■ Task to complete
Copy all of the data below line for line, without changing anything.

■ Records for this exercise

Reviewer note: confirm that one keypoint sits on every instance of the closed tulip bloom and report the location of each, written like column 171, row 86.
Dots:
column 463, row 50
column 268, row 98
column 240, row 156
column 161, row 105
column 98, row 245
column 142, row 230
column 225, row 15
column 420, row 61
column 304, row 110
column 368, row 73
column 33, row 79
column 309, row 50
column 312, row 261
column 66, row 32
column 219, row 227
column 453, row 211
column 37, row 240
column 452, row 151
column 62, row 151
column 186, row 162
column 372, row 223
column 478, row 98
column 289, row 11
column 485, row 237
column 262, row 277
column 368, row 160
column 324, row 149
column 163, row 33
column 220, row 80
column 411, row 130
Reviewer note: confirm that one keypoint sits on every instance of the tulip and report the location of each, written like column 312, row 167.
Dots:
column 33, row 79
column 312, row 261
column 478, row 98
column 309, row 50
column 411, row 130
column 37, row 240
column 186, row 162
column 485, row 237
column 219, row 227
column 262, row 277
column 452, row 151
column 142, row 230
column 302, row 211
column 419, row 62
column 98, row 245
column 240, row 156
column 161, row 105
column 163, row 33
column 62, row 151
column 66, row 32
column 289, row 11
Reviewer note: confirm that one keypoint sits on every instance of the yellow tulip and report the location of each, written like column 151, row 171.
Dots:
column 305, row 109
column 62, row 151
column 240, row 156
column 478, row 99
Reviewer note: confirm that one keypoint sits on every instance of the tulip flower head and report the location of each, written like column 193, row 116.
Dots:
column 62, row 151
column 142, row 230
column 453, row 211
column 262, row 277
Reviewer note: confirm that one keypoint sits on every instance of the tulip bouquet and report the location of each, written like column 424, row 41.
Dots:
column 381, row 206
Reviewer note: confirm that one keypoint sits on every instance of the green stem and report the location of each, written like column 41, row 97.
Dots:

■ Result below
Reviewer note: confirm that one keypoint sits on every instance of the closed tulip bloom and report the location of each, written like column 171, row 86.
Dots:
column 463, row 50
column 268, row 98
column 240, row 156
column 161, row 105
column 98, row 245
column 142, row 230
column 225, row 15
column 420, row 61
column 304, row 110
column 368, row 73
column 33, row 79
column 309, row 50
column 312, row 261
column 66, row 32
column 219, row 227
column 453, row 211
column 37, row 240
column 452, row 151
column 62, row 151
column 186, row 162
column 372, row 223
column 478, row 98
column 289, row 11
column 485, row 237
column 262, row 277
column 368, row 160
column 324, row 149
column 163, row 33
column 220, row 80
column 411, row 130
Reviewer note: confirm that one keypoint sits on every instance of the tulip and report the location of each, written like column 312, row 167.
Dots:
column 33, row 79
column 312, row 261
column 478, row 98
column 309, row 50
column 411, row 130
column 37, row 240
column 186, row 162
column 485, row 237
column 219, row 227
column 262, row 277
column 452, row 151
column 142, row 230
column 302, row 211
column 419, row 62
column 98, row 245
column 240, row 156
column 161, row 105
column 163, row 33
column 62, row 151
column 66, row 32
column 289, row 11
Reviewer note: confirm that one keypoint sits on every instance of the yellow tulip and report the location of each, written like column 151, row 171.
Dots:
column 305, row 109
column 62, row 151
column 240, row 156
column 478, row 99
Reviewer note: confirm that one keypoint sits on every instance of the tulip flower head and report the location of each, written like column 193, row 116.
Dots:
column 62, row 151
column 142, row 230
column 453, row 211
column 262, row 277
Reviewer note: confirm that one keypoint sits on every instance of the tulip bouquet and report the location of each, written like column 424, row 41.
Dots:
column 381, row 206
Reviewer note: confirm that one keypoint sits on every instance of the green stem and report the location of each, written like column 41, row 97.
Dots:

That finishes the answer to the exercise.